YOUR GOAL:
Return, character for character, the lines from the one bearing "of the double" through the end of the material. Omit everything before that line.

◆ ◆ ◆ ◆ ◆ ◆ ◆

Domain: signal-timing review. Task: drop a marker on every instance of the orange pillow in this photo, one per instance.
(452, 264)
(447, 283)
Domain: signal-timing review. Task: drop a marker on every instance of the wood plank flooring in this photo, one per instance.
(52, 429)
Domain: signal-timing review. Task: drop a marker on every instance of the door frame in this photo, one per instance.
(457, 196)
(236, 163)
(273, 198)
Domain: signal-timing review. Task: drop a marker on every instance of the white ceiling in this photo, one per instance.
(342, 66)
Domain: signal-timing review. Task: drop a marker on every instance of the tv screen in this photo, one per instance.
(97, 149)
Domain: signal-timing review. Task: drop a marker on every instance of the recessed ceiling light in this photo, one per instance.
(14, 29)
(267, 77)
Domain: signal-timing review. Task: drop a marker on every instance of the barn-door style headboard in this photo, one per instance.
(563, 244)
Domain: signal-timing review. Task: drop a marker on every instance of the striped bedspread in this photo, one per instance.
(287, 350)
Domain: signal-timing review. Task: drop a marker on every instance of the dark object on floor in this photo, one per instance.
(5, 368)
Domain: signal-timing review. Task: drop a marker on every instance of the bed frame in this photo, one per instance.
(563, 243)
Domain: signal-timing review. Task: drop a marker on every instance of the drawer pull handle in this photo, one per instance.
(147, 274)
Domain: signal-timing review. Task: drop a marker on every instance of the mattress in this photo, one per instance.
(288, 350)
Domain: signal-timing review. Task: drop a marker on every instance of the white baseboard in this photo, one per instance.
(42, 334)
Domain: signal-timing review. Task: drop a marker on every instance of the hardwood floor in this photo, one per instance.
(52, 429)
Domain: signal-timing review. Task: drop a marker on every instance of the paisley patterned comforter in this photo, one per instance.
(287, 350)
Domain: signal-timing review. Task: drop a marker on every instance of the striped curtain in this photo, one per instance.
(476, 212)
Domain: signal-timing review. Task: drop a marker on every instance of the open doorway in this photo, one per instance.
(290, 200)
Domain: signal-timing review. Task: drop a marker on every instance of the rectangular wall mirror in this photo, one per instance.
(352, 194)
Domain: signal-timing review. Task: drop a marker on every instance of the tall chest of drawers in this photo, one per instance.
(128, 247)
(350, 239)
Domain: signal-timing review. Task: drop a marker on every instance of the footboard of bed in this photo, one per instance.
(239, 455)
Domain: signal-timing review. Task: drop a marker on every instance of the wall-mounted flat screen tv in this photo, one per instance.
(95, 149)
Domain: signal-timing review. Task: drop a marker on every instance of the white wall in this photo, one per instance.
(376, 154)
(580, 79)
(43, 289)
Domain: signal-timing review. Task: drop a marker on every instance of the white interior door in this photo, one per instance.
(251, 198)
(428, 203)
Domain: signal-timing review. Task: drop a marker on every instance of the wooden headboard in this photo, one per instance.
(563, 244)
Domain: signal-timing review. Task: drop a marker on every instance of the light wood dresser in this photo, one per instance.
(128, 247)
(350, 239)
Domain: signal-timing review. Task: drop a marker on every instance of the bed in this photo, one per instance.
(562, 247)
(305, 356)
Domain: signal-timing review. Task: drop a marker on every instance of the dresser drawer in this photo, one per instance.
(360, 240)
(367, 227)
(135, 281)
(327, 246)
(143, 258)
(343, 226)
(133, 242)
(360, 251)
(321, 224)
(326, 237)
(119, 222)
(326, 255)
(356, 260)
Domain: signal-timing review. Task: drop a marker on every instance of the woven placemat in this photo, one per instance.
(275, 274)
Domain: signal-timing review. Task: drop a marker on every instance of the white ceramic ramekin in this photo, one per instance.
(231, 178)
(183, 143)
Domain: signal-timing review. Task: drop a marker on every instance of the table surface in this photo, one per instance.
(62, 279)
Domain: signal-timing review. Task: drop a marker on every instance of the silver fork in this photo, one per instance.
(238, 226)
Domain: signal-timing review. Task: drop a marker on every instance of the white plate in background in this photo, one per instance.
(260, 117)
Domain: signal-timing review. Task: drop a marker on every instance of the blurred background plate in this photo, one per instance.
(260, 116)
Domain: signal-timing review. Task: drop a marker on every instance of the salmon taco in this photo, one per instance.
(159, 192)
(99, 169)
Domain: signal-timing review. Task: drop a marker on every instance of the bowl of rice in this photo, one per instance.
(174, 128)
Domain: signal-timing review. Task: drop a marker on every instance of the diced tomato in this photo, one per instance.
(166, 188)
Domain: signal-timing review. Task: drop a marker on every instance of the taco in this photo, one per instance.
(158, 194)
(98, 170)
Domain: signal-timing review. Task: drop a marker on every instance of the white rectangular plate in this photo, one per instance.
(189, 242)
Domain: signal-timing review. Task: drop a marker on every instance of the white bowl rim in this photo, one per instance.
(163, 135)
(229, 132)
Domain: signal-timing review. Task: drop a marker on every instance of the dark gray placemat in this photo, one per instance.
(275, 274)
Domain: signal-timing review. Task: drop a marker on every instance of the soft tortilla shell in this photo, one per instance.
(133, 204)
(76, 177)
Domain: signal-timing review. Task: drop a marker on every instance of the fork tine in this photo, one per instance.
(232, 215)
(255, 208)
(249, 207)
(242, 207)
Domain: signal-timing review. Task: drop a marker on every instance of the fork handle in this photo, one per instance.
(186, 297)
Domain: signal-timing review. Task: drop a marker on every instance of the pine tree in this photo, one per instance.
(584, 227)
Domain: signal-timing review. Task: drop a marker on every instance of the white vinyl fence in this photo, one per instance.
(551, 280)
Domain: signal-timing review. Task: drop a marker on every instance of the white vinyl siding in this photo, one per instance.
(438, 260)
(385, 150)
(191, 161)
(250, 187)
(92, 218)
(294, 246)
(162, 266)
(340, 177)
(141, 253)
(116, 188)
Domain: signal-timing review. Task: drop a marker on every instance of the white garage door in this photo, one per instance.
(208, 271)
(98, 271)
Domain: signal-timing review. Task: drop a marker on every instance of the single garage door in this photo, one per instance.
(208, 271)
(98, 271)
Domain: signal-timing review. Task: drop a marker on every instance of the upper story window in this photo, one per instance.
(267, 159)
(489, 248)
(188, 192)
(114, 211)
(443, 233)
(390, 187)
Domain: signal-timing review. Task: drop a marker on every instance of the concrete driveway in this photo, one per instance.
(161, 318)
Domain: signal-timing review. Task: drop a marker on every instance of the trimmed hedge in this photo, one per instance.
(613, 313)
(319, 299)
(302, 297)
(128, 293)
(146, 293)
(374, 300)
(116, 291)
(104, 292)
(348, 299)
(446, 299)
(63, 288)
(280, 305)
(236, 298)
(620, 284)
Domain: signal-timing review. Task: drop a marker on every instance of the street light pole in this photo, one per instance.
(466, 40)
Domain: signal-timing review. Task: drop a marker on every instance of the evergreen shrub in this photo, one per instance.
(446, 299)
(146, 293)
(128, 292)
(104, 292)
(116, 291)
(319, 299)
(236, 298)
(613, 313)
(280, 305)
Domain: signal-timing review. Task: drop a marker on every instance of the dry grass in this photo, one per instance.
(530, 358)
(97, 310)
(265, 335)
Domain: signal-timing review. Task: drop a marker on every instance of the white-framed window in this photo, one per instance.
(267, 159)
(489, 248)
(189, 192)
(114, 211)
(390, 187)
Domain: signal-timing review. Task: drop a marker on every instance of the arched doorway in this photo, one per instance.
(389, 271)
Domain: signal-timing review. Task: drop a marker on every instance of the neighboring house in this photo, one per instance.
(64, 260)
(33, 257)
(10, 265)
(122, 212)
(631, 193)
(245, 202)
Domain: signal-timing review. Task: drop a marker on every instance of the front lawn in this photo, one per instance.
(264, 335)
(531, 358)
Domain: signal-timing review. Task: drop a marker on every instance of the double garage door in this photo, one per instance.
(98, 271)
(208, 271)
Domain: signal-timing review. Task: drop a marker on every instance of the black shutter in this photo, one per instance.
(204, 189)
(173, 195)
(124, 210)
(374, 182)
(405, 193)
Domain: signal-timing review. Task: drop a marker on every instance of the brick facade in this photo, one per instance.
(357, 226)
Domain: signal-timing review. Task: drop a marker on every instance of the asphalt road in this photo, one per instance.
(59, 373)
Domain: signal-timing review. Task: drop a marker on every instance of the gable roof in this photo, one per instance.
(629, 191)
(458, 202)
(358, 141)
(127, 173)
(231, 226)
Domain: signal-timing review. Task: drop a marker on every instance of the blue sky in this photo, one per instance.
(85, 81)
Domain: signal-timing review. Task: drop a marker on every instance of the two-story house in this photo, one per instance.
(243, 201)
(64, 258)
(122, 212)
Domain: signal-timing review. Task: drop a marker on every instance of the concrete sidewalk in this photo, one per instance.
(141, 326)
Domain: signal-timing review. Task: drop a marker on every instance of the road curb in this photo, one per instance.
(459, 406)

◆ ◆ ◆ ◆ ◆ ◆ ◆

SOLUTION FOR THIS EXERCISE:
Domain: signal-timing review. Task: drop a marker on every instance of the double garage door in this photo, one per instance.
(98, 271)
(208, 271)
Domain: signal-timing review. Task: drop a marker on every instance of the black shutter in this photo, one per instance.
(204, 189)
(173, 195)
(124, 210)
(374, 182)
(405, 193)
Domain: signal-timing review. Task: drop a marker on every instance of the brick facade in this photo, one per instance.
(357, 226)
Domain: signal-timing review. Task: drop a marker on every instance of the asphalt road in this photo, one per instance.
(59, 373)
Domain: signal-timing review. Task: drop a marker on every instance of the gable roof in this photo, one per instance.
(629, 191)
(458, 202)
(358, 141)
(127, 173)
(231, 226)
Domain: signal-timing review. Task: drop a marker on every instance of the blue sky in this photo, one per instance.
(85, 81)
Domain: signal-timing review. Task: drop a marker on every instance of the two-story house in this photo, one per instance.
(243, 201)
(64, 258)
(122, 212)
Domain: signal-timing review. Task: drop a marker on every instance of the concrete sidewalk in this photo, one per instance.
(141, 326)
Domain: signal-timing review. Task: drop a marker on every instance of the road curb in this photo, one per instance.
(459, 406)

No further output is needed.